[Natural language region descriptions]
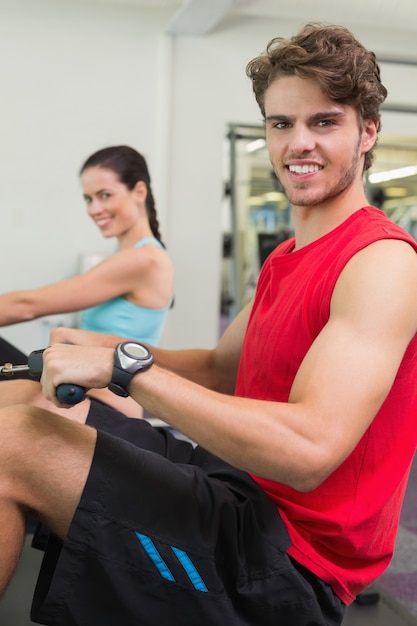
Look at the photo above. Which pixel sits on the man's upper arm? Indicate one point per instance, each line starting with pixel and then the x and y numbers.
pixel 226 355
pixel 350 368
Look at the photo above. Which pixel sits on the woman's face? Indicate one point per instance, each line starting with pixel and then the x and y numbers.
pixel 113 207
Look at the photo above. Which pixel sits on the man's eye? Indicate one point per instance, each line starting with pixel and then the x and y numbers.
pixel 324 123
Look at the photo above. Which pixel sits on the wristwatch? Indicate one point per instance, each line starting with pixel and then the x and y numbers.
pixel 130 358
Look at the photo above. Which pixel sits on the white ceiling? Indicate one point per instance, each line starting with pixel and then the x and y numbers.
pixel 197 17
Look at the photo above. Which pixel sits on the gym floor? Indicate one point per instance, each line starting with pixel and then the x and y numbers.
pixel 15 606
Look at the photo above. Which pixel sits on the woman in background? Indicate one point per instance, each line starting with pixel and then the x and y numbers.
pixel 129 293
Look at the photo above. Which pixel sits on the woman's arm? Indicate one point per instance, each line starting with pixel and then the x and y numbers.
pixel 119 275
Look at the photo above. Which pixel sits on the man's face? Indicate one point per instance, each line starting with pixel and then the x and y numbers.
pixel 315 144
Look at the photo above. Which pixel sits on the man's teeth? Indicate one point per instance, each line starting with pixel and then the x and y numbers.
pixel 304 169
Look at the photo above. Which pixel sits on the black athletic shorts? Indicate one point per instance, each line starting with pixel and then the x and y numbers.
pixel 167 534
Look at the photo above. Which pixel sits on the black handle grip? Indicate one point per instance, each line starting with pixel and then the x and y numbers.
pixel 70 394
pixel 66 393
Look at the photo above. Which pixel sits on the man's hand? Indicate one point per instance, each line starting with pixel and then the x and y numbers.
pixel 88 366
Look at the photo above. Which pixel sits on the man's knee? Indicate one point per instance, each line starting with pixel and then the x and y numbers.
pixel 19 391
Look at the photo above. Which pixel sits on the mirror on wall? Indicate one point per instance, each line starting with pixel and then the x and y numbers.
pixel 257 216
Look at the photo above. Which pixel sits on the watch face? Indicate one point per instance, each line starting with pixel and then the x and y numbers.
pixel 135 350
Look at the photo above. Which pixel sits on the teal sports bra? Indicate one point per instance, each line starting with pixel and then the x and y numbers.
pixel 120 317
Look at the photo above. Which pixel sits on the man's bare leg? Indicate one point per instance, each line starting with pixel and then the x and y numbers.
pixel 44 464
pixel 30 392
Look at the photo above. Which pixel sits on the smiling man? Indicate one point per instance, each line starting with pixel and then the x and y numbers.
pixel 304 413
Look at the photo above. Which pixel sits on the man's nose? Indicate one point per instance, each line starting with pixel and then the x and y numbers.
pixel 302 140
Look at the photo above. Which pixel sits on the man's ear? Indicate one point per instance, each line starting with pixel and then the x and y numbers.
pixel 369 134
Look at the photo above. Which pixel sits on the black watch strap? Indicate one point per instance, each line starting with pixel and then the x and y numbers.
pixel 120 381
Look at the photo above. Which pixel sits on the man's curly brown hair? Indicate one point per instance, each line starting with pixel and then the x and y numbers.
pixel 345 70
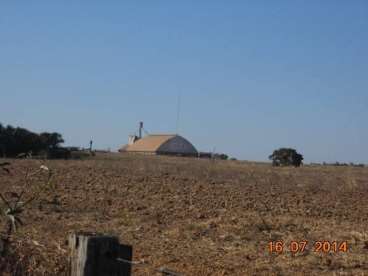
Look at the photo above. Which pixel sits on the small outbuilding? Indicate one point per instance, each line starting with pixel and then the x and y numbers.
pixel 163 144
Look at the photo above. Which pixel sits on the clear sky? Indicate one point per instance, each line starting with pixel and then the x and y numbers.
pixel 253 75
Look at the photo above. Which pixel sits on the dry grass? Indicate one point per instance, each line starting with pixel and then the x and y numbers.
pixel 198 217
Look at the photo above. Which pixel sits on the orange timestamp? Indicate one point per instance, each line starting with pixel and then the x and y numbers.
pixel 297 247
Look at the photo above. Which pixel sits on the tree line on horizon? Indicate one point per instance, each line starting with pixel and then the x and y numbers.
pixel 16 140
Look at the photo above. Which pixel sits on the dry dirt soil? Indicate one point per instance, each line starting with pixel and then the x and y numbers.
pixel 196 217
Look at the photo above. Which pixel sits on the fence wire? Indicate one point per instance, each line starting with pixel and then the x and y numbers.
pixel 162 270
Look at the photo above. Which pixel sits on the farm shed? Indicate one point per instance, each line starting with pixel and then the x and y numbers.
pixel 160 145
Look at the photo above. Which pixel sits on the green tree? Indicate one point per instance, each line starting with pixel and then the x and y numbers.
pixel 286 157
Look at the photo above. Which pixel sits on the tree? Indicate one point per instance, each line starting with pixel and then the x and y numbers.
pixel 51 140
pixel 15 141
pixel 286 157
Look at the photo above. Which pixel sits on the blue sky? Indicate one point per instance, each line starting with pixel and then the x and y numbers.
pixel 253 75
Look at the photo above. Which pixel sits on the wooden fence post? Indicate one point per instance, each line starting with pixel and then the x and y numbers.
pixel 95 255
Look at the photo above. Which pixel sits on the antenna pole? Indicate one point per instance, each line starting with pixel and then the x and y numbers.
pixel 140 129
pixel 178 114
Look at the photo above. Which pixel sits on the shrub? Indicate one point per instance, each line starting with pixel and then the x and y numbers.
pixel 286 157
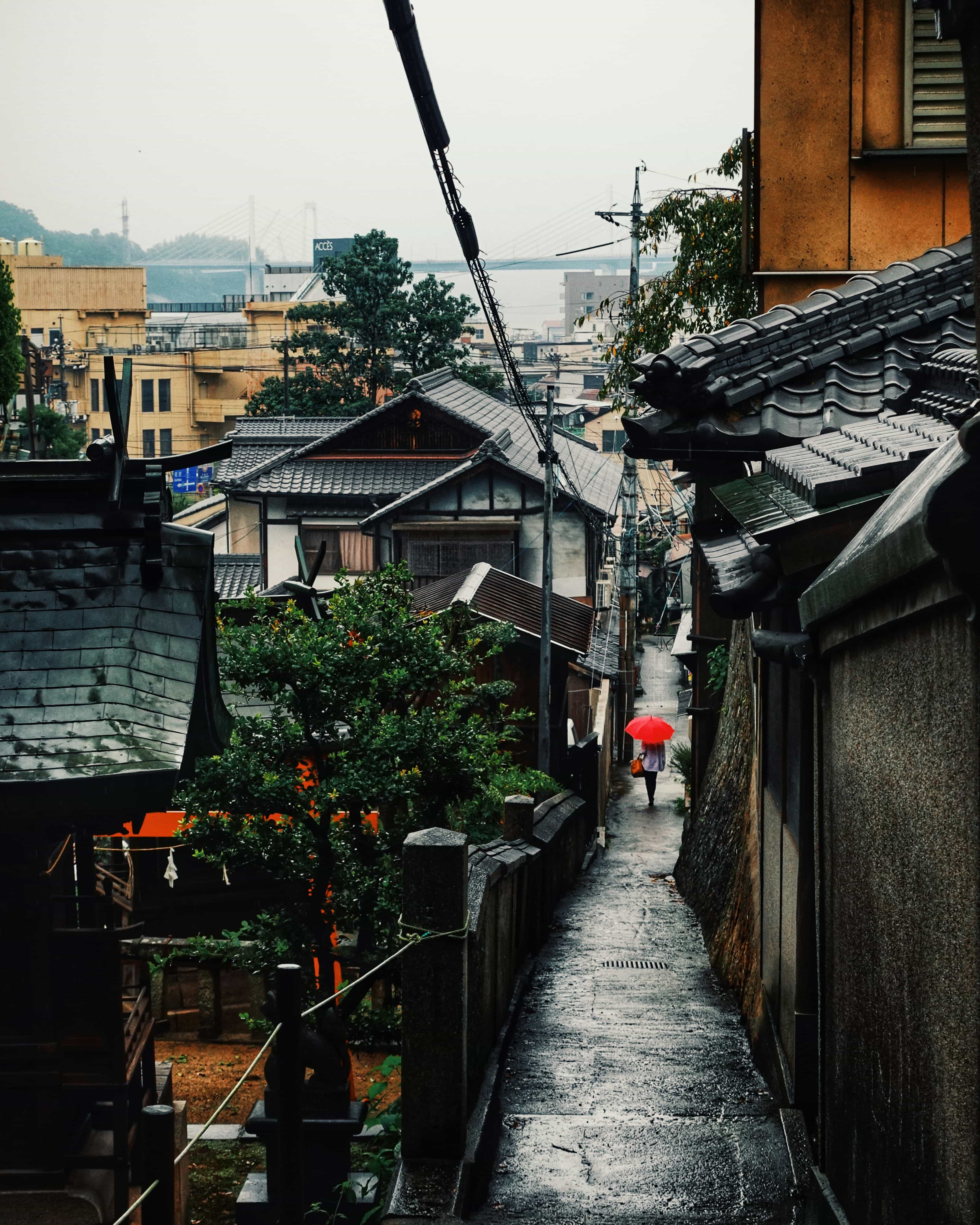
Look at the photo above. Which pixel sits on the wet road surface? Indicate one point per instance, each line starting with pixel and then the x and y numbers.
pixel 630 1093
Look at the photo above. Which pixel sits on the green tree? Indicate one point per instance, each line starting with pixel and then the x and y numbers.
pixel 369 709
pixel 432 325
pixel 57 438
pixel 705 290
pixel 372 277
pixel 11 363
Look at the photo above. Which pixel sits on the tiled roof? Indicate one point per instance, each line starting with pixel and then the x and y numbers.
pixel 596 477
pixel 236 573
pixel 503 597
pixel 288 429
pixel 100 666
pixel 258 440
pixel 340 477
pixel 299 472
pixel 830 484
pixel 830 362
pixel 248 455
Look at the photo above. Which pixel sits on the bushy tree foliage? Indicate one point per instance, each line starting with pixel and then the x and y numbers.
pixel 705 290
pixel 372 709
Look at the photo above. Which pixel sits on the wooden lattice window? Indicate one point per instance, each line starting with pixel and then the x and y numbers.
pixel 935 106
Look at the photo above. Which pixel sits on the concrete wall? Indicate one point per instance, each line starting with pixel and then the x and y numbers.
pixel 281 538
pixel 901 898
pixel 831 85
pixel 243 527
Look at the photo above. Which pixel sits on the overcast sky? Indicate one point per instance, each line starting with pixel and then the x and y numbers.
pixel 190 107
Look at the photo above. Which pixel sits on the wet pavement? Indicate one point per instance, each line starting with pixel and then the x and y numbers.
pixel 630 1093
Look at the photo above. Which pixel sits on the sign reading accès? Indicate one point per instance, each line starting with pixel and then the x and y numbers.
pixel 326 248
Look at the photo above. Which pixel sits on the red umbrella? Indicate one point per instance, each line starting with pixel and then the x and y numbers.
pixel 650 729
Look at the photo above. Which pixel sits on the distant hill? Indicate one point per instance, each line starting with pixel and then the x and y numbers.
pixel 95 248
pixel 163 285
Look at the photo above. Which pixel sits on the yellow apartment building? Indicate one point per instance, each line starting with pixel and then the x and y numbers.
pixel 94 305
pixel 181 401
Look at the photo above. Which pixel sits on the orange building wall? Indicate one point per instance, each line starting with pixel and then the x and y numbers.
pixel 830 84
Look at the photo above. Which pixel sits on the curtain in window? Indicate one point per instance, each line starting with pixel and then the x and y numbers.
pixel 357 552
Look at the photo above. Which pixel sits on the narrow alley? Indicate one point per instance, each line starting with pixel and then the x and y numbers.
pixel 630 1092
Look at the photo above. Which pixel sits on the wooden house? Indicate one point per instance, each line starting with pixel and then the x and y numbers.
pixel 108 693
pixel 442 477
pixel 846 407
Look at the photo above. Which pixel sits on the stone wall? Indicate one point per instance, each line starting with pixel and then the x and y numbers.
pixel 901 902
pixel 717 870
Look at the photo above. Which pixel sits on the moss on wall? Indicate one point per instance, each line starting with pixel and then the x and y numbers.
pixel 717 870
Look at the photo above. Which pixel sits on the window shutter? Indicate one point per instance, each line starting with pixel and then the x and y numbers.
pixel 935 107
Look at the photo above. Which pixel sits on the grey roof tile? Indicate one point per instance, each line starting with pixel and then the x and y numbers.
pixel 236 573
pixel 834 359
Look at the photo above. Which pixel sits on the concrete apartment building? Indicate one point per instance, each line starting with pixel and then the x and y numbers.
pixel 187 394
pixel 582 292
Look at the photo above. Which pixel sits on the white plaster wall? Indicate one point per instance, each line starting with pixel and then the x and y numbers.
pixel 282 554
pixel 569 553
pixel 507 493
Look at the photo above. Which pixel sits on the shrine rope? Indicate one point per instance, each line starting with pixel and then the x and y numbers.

__WHAT IS REQUIRED__. With the line that contains "the concrete apartment" as the start, output every line through the end of the entries exactly. Add no other lines.

__SOLUTION FOR THIS EXERCISE__.
Look at the photo above. Which pixel sits on the concrete apartment building? Indicate one point per instance, each line starting with pixel and then the x and y numbers.
pixel 187 394
pixel 582 292
Look at the photo above. Which pixel sits on the white plaster wall? Indicate one point per instance, each line starting with pixel and then the x and y numbers.
pixel 282 554
pixel 569 553
pixel 507 493
Look at the photo above. Which pixel sits on the shrine rope? Indicate one point per instance, each line starting with pixel and then the x and y numbers.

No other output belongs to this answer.